REQUIRED WORK ▸
**A.** Reproduce the passage of the race account that runs from "So, the race" up to and including "show for it.".
**B.** Write the next part of the race account, beginning right after its final sentence.

++++ PAGE EXCERPT

So, the race was on and we dropped underneath the bridge and into a narrow wooded area along the creek bed. It is my understanding that we were not being timed at this point, we had 2 miles to go before that would begin. But during this section I came upon Kyle picking up his bike. I didn’t see anything that would have caused it but all of sudden “wham” I hit a huge root and nearly go over the bars. I hit the inside of my leg on the bars I guess and have massive bruise to show for it.
Not long afterwards, we came upon some small rain soaked hills that were giving some folks fits. I threaded my way around and through the mess to the first check/start point where I rejoined Kyle. Goggles were already toast and we had 34 more miles to go.
When I think “34 miles” of trail, half of Red Bird comes to mind so that seems just fine. The course was very cool. I just kept thinking about how hard it would be to lay it out. Each time we’d cross the road, run across a harvested field, or through the corner of someone’s yard I’d think of how difficult it must be to manage all those contacts and property agreements. It was astounding! Look at the screen capture from Google Earth above. I recorded it using my GPS during the event and laid it on there this morning to see the ground we covered. Very cool!
I plugged along enjoying the ride and the constantly varying conditions. It would go from slick-hard packed previously ridden trails to completely virgin single track in the corner of some wood lot then over a rocky area and along a fence with 10′ high corn stalks right beside your bars. I was waived through at the first two checks indicating I was late. The first time I heard the scoring lady saying that row 75 was next which meant I was 6 minutes late. At the next check they waved me through again but I have no idea what row was up. Near the end of the 2nd test, Trey, who started on row 75 caught up to me. We rode another mile and then hit the rode at around mile 22 where people were stagged for a gas stop. Once we hit the road, he took off and I didn’t see him again until the start of the next test. After riding about 3 miles of road I came upon the next test start where I say both Kyle and Trey talking. I was back on time! We had about 6 minutes or so before our row was to depart, thus some time to rest.

++++++++
++++ EXTRACTED ENTRIES

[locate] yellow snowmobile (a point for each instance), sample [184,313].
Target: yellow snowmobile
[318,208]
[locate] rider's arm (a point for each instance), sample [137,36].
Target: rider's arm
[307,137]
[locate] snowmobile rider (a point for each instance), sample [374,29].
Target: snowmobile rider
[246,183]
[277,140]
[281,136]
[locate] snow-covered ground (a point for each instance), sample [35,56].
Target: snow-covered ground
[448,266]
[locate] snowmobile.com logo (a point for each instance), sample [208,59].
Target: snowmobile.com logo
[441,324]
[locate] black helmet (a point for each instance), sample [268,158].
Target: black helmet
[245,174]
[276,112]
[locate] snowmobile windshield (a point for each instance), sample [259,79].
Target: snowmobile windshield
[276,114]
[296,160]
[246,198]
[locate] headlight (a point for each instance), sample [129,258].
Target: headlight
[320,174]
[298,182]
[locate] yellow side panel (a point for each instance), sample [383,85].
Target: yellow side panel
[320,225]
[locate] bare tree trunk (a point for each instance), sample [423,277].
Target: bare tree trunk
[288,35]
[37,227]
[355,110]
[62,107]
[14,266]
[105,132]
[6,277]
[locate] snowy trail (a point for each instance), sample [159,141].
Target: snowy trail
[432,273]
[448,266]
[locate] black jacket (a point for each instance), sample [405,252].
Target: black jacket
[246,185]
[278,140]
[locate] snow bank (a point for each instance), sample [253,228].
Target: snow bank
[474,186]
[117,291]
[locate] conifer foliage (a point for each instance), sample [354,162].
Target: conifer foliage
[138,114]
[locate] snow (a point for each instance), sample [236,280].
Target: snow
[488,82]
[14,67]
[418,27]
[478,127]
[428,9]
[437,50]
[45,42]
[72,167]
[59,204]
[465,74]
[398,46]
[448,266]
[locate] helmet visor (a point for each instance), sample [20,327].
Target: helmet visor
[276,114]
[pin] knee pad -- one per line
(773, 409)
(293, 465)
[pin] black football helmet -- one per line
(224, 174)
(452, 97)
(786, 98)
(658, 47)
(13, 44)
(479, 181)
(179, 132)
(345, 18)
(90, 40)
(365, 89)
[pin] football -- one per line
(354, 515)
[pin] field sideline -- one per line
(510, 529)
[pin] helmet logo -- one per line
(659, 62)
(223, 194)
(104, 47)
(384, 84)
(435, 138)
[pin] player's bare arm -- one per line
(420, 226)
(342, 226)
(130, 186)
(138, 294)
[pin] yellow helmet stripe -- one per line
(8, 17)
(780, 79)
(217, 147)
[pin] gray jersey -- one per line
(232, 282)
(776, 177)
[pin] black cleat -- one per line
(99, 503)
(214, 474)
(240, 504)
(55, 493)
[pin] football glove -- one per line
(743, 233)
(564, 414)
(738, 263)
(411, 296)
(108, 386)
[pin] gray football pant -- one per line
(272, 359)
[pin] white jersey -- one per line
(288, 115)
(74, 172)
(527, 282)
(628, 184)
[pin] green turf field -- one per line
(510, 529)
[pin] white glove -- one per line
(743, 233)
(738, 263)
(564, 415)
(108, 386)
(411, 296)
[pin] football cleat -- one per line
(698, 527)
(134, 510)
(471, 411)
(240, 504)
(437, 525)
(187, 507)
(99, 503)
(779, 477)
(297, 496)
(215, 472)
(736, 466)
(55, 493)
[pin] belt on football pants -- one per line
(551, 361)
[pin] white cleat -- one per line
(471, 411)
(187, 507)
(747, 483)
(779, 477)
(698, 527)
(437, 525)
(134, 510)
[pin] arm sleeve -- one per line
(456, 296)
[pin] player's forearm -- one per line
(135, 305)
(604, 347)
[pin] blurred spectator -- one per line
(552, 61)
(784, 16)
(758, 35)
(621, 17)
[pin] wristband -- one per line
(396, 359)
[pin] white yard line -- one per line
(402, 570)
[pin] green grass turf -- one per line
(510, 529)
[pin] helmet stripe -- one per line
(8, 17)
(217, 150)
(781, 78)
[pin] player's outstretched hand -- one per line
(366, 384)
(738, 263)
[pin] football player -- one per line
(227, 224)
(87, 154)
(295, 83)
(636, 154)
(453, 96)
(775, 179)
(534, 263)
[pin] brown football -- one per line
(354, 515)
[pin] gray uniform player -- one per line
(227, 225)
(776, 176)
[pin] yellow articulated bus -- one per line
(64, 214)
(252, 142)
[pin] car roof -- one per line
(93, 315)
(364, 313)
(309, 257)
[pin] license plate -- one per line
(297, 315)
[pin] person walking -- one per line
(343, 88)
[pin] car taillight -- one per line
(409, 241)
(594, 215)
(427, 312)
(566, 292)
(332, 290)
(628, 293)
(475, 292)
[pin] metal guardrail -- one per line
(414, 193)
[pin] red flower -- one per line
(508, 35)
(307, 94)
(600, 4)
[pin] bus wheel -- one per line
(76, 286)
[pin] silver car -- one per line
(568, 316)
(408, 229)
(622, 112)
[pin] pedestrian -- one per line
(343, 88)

++++++++

ANSWER SECTION ▸
**A.**
So, the race was on and we dropped underneath the bridge and into a narrow wooded area along the creek bed. It is my understanding that we were not being timed at this point, we had 2 miles to go before that would begin. But during this section I came upon Kyle picking up his bike. I didn’t see anything that would have caused it but all of sudden “wham” I hit a huge root and nearly go over the bars. I hit the inside of my leg on the bars I guess and have massive bruise to show for it.

**B.**
When we hit the trail again I picked up the pace, but Kyle was out of site within a 1/2 mile . . . I rode steadily taking advantage of the YZs awesome turning to thread the trees. My results on this test were better than the others but afterwards there were about 4 miles of road before we got back to the truck for lunch. At that point, I was soaked to the skin and getting very cold . . . very uncomfortable.
Kyle was at the truck and said he’d been there for a little over three minutes and that I was doing good. Trey was about 4 or 5 minutes after me, but he started 6 rows back. We’d all done fairly well, especially Kyle. No one had seen Jesse for quite some time, so we were a bit concerned.
After sitting down and eating I got comfortable and was starting to not chill as much but then learned it was time to leave. We were actually late. I sat there for a minute but just couldn’t put that cold helmet back on and go out for another 35 miles with at least 6 miles of road . . . it wasn’t in me today. Jesse finally showed up and told of his adventure that morning. In the end, I’m glad I didn’t go back out, but I hate to be thought of as a quitter. I normally like the muddy conditions, but the pouring rain and road sections just zapped my desire to move on that given day.
The aftermath of all this is that I’m really hooked on this enduro concept. There is still much to learn before next season but that is part of the fun. I hope to follow up with some friends and may report back on their feelings about the event.